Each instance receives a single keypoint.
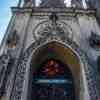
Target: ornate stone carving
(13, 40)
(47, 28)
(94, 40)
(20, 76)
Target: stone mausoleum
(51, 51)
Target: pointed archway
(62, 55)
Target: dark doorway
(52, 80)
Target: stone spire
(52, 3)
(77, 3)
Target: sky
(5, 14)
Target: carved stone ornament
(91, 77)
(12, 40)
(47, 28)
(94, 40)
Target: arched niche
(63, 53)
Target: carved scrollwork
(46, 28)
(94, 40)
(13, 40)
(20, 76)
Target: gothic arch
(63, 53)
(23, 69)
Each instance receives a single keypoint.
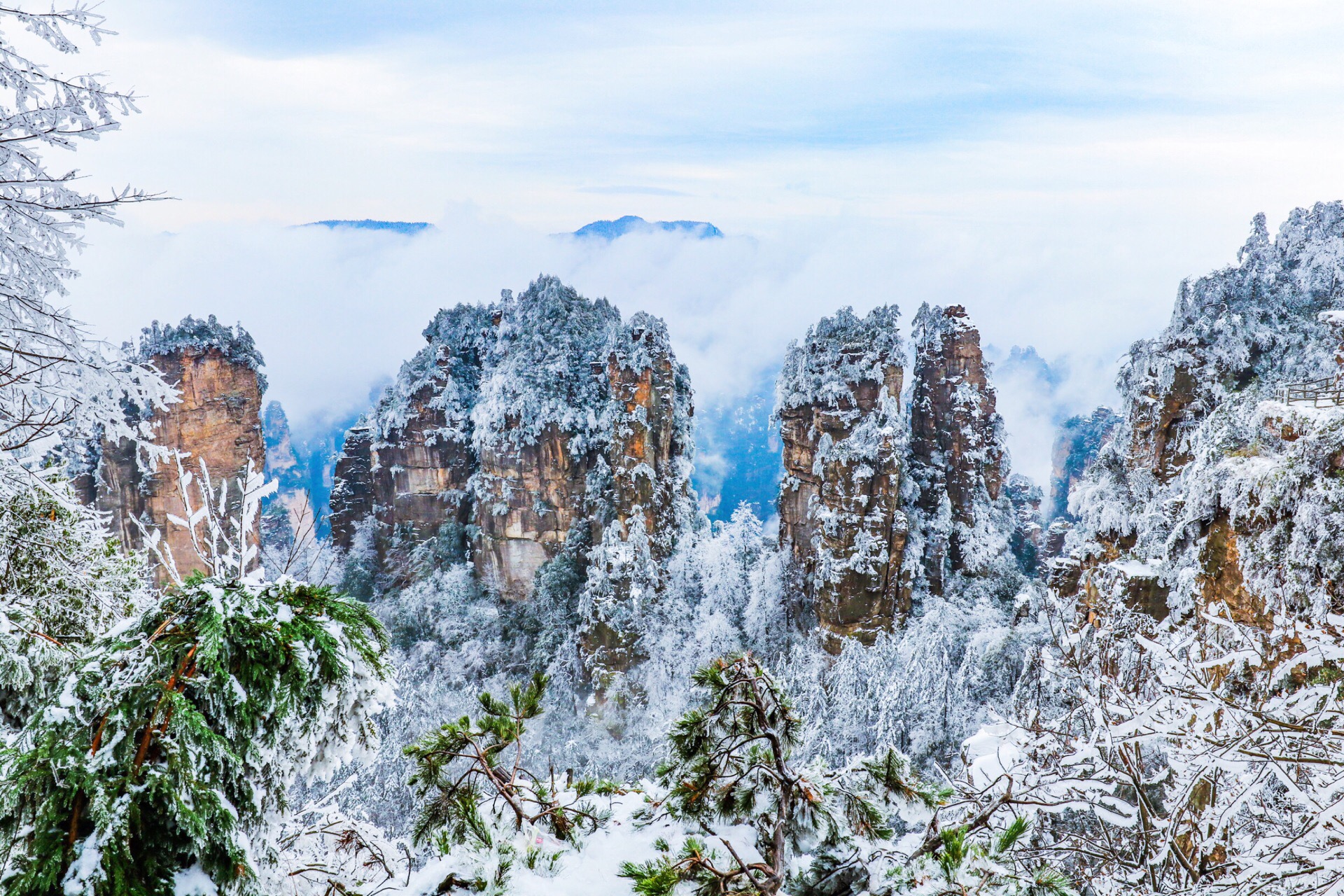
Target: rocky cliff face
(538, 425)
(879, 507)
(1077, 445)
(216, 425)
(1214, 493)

What to work on
For this exercise, copy the entries above exactly and skip any picture.

Response
Each instance receives a single keypoint.
Target: ornate stone carving
(13, 40)
(47, 28)
(94, 40)
(20, 76)
Target: stone mausoleum
(51, 51)
Target: pointed archway
(62, 55)
Target: dark doorway
(52, 80)
Target: stone spire
(52, 3)
(77, 3)
Target: sky
(5, 14)
Target: carved stone ornament
(91, 77)
(12, 40)
(47, 28)
(94, 40)
Target: arched niche
(63, 53)
Target: carved scrollwork
(46, 28)
(94, 40)
(13, 40)
(20, 76)
Target: gothic arch
(63, 53)
(23, 69)
Each instance receives a single keypoint.
Target: rocky cliff face
(538, 425)
(879, 507)
(1077, 445)
(216, 425)
(1214, 493)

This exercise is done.